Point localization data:
= Beginning of Section =

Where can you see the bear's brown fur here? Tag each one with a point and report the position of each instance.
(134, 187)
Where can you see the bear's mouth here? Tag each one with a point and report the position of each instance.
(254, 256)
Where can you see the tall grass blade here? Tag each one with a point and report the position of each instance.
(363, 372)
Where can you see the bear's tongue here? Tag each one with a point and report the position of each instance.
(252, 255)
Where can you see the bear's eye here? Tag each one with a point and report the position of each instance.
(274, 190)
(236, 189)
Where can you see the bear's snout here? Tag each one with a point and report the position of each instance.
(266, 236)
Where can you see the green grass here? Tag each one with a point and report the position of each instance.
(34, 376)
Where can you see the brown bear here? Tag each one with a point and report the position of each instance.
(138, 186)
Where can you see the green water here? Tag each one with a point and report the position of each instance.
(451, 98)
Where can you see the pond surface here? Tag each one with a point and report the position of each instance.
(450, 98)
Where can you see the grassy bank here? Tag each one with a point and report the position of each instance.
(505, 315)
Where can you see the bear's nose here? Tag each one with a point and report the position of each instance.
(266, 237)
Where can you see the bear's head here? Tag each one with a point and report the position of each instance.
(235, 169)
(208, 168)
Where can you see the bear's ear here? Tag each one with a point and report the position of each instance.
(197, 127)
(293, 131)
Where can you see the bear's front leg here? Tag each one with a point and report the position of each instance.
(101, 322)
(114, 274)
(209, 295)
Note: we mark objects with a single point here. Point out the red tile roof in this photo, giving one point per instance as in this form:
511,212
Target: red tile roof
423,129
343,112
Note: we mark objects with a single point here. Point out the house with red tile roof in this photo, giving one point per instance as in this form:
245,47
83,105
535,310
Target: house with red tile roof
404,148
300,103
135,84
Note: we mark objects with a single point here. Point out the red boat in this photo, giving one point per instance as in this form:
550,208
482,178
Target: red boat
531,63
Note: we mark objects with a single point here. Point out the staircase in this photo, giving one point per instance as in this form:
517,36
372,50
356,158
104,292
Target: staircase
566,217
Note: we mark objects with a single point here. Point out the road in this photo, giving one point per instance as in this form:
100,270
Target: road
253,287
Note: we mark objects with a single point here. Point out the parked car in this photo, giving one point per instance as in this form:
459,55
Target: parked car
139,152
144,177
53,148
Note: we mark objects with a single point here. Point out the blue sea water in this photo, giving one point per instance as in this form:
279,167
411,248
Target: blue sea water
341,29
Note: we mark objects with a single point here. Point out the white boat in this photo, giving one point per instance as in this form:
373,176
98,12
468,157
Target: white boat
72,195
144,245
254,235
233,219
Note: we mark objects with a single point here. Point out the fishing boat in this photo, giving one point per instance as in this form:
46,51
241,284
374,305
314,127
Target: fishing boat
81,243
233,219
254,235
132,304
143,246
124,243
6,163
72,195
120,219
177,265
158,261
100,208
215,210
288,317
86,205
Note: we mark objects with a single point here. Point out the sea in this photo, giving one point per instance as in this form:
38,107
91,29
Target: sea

= End of Section =

Write out again, exactly as they appear above, the lines from the one containing "Target: fishing boat" to the final line, and only those.

Target: fishing boat
81,243
233,219
254,235
132,304
143,246
124,243
6,163
72,195
120,219
177,265
158,261
100,208
215,210
288,317
86,205
Note: we mark objects with a single point here. Point out the sea in this photo, giving one point per instance as in this form:
38,107
91,29
Target: sea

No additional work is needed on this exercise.